[Material excerpted from a collection]
[Begin]

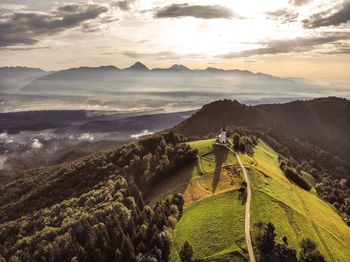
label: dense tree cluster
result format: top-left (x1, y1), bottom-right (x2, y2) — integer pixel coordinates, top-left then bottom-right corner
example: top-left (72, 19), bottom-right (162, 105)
top-left (231, 131), bottom-right (258, 155)
top-left (179, 241), bottom-right (193, 262)
top-left (316, 176), bottom-right (350, 226)
top-left (0, 132), bottom-right (197, 223)
top-left (279, 160), bottom-right (311, 191)
top-left (257, 132), bottom-right (350, 225)
top-left (0, 176), bottom-right (183, 261)
top-left (254, 222), bottom-right (325, 262)
top-left (0, 132), bottom-right (197, 261)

[End]

> **WHAT THIS TASK INVOLVES**:
Put every line of the material above into a Markdown table with the columns "Row" and "Line," numbering each row and skipping blank lines. Leave the pictures out of the table.

> **CORRECT OUTPUT**:
| Row | Line |
|---|---|
| 1 | label: dense tree cluster |
| 2 | result format: top-left (x1, y1), bottom-right (x2, y2) — integer pixel coordinates, top-left then bottom-right corner |
| 3 | example: top-left (72, 19), bottom-right (162, 105) |
| 4 | top-left (231, 131), bottom-right (258, 155) |
| 5 | top-left (179, 241), bottom-right (193, 262) |
| 6 | top-left (316, 176), bottom-right (350, 226) |
| 7 | top-left (0, 132), bottom-right (197, 223) |
| 8 | top-left (279, 160), bottom-right (311, 191) |
| 9 | top-left (257, 132), bottom-right (350, 225) |
| 10 | top-left (0, 176), bottom-right (183, 261) |
| 11 | top-left (254, 222), bottom-right (325, 262) |
| 12 | top-left (0, 132), bottom-right (197, 261) |